* **TASK TO CARRY OUT**: Return, word for word, only the lines of the data below that lie between the line with "Target | green tree" and the line with "Target | wine glass", those two lines included.

---------- DATASET

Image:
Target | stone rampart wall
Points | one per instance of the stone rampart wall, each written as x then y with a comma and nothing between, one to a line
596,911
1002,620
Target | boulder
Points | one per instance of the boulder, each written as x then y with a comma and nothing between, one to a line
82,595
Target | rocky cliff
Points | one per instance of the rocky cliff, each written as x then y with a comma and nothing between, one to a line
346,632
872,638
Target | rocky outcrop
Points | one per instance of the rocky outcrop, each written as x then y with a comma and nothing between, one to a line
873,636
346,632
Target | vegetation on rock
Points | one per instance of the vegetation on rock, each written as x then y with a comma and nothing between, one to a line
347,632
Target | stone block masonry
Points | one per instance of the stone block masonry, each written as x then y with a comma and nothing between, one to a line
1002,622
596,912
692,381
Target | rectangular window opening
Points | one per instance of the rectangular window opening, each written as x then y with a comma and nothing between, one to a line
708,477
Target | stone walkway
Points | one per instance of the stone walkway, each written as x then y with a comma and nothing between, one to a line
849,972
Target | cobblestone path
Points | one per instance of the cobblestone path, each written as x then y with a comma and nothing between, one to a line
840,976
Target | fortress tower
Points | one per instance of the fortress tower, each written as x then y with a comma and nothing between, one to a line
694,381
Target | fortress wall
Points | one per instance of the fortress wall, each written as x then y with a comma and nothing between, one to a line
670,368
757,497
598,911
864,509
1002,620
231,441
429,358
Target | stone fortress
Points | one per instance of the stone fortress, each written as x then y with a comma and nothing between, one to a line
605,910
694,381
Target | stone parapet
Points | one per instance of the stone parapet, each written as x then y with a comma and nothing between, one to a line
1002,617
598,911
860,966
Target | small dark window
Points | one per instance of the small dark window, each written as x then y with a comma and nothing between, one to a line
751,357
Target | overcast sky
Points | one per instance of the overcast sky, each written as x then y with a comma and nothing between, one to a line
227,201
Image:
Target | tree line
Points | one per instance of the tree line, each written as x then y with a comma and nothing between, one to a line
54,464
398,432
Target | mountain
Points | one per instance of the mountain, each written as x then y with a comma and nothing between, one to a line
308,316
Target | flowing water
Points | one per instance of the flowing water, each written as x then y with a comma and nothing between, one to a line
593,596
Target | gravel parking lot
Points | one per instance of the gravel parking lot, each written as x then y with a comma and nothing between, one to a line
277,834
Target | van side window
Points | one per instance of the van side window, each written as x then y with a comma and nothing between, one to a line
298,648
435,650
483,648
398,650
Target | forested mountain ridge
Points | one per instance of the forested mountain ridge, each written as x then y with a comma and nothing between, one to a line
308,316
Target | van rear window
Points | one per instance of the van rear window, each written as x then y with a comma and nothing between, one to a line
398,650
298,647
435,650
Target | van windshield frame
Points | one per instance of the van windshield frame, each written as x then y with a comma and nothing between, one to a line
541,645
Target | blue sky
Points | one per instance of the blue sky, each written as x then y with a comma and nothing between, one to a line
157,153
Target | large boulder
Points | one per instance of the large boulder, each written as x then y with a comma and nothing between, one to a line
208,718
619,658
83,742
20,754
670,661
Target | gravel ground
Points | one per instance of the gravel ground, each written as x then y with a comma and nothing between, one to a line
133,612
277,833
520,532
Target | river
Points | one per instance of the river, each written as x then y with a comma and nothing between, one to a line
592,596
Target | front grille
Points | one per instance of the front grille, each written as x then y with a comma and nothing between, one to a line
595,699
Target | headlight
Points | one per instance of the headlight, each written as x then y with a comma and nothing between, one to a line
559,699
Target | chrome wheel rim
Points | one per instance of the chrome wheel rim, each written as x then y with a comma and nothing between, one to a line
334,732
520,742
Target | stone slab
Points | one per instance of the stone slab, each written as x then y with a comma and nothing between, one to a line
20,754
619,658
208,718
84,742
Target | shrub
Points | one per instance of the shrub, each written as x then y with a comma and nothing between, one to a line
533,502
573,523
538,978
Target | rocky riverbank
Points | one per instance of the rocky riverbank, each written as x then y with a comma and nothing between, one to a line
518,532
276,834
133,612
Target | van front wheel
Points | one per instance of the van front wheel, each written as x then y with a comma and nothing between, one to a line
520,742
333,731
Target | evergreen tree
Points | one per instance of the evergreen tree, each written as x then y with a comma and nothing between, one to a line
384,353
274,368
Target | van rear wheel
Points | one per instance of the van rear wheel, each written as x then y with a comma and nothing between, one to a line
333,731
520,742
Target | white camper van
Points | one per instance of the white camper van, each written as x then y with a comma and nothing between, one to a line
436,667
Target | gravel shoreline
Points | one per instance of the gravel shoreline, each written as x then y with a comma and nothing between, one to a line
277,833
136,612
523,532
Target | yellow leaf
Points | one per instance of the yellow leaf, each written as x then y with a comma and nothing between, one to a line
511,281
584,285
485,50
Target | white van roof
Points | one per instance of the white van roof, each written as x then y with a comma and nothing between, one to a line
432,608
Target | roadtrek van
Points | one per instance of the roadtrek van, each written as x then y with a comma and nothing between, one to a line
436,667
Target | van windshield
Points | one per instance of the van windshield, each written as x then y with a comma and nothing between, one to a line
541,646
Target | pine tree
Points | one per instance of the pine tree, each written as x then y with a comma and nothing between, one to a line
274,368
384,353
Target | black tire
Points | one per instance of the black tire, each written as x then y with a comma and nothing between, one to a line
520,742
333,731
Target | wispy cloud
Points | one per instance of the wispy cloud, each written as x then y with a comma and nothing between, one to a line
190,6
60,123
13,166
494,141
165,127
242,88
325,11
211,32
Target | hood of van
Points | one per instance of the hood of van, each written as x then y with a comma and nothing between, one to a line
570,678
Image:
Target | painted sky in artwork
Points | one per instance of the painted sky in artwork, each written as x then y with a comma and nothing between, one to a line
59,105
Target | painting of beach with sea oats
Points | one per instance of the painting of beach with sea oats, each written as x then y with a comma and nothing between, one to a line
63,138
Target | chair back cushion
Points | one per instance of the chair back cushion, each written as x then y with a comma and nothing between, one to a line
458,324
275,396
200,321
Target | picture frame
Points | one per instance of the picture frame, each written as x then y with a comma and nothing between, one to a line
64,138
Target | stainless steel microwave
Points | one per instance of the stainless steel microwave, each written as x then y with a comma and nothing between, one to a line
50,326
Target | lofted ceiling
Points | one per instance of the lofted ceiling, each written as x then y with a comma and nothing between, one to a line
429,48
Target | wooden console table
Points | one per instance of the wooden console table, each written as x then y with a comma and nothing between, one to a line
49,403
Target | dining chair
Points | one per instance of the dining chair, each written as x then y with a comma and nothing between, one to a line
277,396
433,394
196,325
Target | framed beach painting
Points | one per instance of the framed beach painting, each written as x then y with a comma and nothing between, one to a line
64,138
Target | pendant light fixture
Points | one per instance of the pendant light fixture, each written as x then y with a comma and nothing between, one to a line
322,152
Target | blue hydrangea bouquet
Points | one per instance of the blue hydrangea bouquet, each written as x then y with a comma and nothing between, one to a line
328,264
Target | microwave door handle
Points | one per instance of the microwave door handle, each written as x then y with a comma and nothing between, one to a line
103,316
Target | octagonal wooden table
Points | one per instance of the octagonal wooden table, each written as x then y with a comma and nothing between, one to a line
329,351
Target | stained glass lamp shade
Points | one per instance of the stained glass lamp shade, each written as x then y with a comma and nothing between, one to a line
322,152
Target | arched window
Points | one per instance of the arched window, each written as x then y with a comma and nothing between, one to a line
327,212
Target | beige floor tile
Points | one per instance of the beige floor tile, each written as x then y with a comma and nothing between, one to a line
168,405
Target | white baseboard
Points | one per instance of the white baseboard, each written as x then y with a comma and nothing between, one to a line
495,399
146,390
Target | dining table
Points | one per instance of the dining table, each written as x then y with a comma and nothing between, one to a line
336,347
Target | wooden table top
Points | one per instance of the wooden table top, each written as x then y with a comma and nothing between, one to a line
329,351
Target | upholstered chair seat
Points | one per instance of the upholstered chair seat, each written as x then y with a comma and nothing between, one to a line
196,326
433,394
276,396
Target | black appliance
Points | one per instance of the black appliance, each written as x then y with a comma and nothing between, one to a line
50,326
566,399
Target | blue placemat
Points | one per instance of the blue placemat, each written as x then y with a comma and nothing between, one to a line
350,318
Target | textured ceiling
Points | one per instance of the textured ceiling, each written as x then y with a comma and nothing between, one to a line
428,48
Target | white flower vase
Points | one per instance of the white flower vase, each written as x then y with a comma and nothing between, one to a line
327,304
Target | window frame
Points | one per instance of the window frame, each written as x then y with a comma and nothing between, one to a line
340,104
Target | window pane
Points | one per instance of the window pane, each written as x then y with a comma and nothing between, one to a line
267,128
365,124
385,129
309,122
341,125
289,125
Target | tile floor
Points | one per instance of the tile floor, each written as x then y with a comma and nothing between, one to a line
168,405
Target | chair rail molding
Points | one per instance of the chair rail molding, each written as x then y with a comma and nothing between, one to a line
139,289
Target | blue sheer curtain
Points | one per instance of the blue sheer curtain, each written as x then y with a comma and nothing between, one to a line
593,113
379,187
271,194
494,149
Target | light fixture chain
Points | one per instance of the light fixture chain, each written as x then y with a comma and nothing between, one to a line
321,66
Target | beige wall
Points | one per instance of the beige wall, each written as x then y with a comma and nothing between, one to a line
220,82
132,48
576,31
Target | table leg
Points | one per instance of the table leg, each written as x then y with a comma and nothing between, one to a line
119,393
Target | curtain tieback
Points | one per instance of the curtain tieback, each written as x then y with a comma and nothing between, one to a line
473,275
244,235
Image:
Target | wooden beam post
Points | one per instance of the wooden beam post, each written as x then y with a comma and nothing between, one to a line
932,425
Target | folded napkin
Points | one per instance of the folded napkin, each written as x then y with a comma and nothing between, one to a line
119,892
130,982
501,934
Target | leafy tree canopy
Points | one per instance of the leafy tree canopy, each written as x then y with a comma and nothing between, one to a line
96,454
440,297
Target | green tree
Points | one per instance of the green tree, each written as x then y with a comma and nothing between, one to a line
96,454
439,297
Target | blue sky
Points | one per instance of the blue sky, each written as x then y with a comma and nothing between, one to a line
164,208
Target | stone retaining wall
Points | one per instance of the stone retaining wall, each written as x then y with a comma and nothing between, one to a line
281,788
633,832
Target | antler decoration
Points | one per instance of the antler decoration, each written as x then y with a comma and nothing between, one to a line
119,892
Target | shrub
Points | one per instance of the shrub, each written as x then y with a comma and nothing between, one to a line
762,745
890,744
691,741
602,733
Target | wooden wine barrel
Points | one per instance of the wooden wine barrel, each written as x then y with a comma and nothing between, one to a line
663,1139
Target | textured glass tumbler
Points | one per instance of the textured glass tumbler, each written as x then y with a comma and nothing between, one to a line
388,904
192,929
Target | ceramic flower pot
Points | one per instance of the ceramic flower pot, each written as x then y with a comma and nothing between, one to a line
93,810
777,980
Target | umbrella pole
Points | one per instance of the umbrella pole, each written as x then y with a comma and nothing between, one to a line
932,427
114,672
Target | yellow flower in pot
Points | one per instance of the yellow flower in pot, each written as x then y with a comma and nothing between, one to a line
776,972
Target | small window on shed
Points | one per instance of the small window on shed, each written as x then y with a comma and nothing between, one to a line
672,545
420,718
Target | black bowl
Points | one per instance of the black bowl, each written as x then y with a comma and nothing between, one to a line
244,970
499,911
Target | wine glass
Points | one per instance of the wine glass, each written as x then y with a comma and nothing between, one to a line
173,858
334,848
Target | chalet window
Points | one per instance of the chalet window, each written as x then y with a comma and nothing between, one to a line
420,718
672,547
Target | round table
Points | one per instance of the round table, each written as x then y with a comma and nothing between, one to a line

--------------------

* **SOLUTION TO THE EXERCISE**:
Target | green tree
Points | one per instance of the green tree, each written as x then y with a comma and nothing between, one to a line
96,454
439,297
Target | blue sky
Points | one per instance of the blue sky, each written as x then y with a comma and nothing between, one to a line
164,208
Target | stone retaining wall
Points | one per instance of the stone retaining wall, each written as x then y with a comma and nothing between, one to a line
281,788
633,832
Target | antler decoration
Points | one per instance of the antler decoration, each written as x then y with a comma and nothing between, one to a line
119,892
Target | shrub
Points | one per instance of the shrub, each written as x then y with a comma and nothing between, one to a line
762,745
890,744
691,741
602,733
Target | wooden wine barrel
Points | one per instance of the wooden wine barrel, each written as x then y with a comma and nothing between, one to a line
663,1139
Target | textured glass tumbler
Points | one per instance of the textured glass tumbler, each written as x then y with a comma and nothing between, one to a line
388,904
192,929
Target | ceramic flower pot
Points | one per instance of the ceramic flower pot, each written as x then y with a comma and nothing between, one to a line
93,810
777,980
Target | umbrella pole
Points | one per instance of the umbrella pole, each written as x then y with a comma and nothing between, one to a line
932,427
114,672
Target | yellow flower in pot
Points | one per instance of the yellow flower in pot, each written as x then y with a comma and nothing between, one to a line
776,972
Target | small window on shed
Points | one per instance of the small window on shed, each written as x then y with a comma and nothing between, one to a line
672,545
420,718
Target | black bowl
Points | one per instance of the black bowl, each written as x then y with a comma and nothing between, one to a line
244,970
499,911
Target | wine glass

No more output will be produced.